**Exercise directions:** Please list every line of the material below that contains the word "green", copying each one in full.

**Data for this task:**

Begin

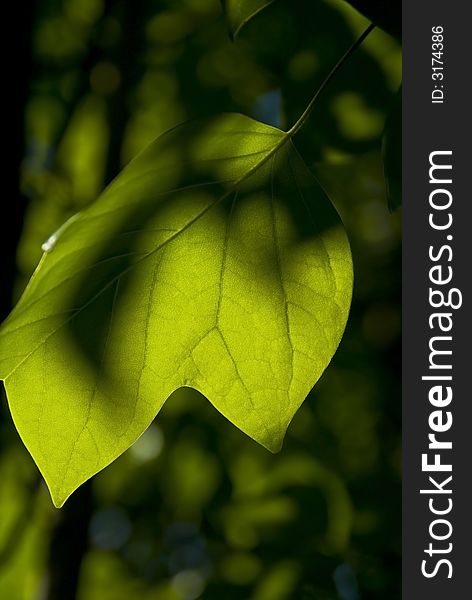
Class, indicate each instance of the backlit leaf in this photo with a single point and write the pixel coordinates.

End
Begin

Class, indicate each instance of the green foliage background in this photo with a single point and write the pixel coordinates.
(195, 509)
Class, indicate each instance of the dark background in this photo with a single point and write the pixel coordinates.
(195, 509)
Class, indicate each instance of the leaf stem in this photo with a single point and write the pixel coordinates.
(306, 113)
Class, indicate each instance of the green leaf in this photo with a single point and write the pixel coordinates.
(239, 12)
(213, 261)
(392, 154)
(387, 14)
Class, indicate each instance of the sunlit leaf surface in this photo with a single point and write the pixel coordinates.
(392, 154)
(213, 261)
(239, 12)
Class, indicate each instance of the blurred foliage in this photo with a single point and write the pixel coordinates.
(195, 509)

End
Begin

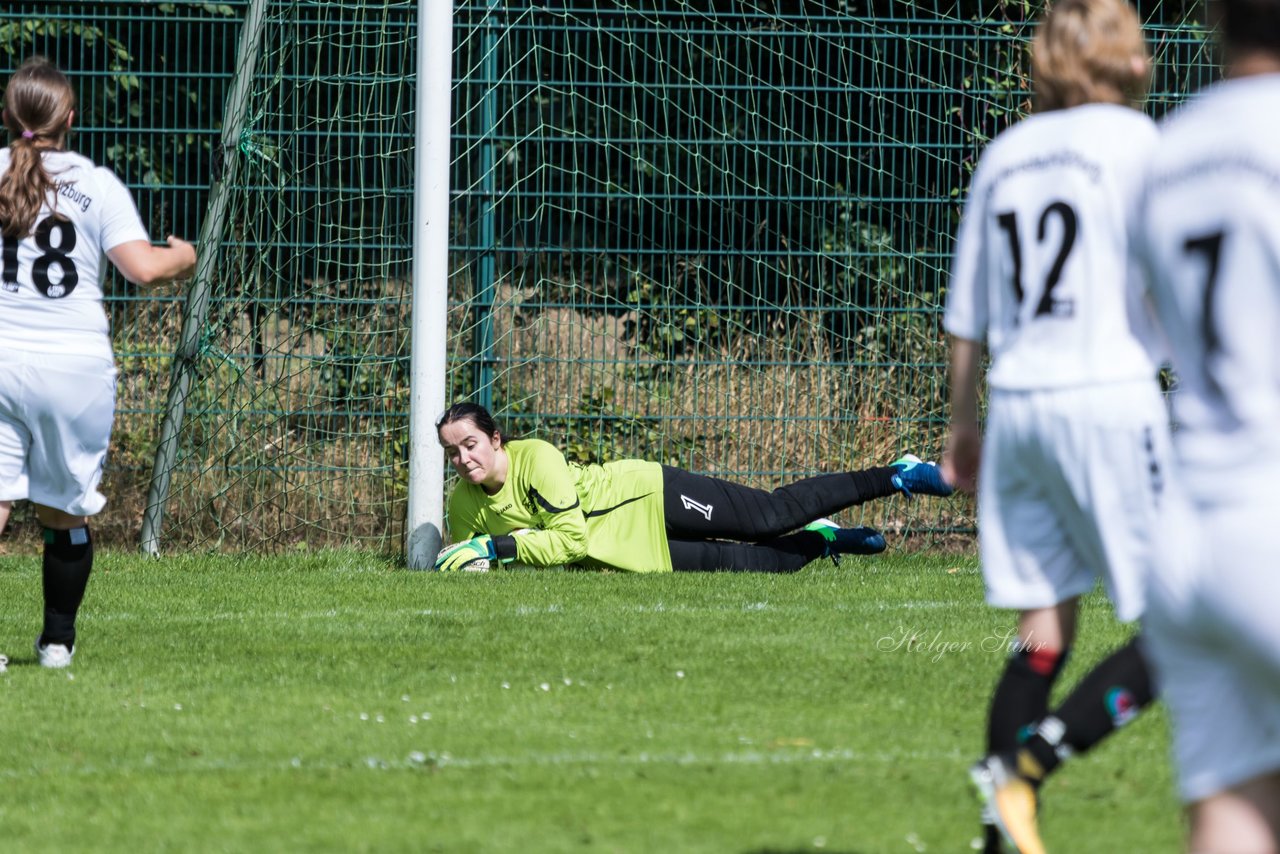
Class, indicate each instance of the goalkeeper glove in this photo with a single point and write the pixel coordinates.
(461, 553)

End

**Response below:**
Class, indicate each instance of the green foliage background in this photo with a single point and write the pixel coordinates.
Class, indicate each instance of the green leaf in this photo with a single point and write the pixel coordinates.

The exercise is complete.